[Stored data entries]
= Beginning of Section =

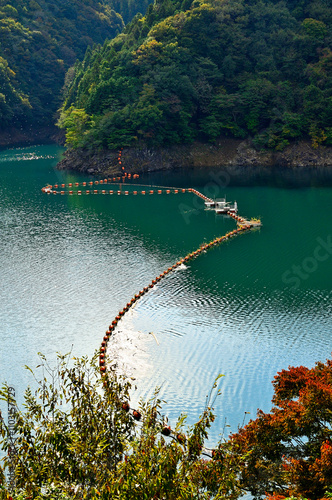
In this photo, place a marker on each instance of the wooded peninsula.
(181, 72)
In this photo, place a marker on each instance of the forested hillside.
(39, 41)
(198, 69)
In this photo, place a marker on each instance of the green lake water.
(247, 308)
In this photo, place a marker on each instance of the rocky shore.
(232, 154)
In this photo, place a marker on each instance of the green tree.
(78, 437)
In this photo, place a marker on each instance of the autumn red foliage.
(288, 452)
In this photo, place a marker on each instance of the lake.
(247, 309)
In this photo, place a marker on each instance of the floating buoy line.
(243, 225)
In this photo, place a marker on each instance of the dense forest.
(198, 69)
(39, 42)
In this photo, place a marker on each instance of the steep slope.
(39, 41)
(200, 69)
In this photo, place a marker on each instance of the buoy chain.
(242, 226)
(192, 255)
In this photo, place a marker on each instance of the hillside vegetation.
(39, 41)
(198, 69)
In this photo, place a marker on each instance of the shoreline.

= End of Section =

From the line with "the dense forest." to the final line of the entries above, return every line exactly as written.

In this photo, place a marker on each instance of the dense forest.
(198, 69)
(39, 42)
In this photo, place a marker on each instance of the steep slope.
(39, 41)
(200, 69)
In this photo, place a marker on each instance of the buoy chain.
(242, 226)
(192, 255)
In this photo, place a marker on each instance of the hillside vegetation.
(39, 41)
(198, 69)
In this photo, place a marker on each instance of the shoreline.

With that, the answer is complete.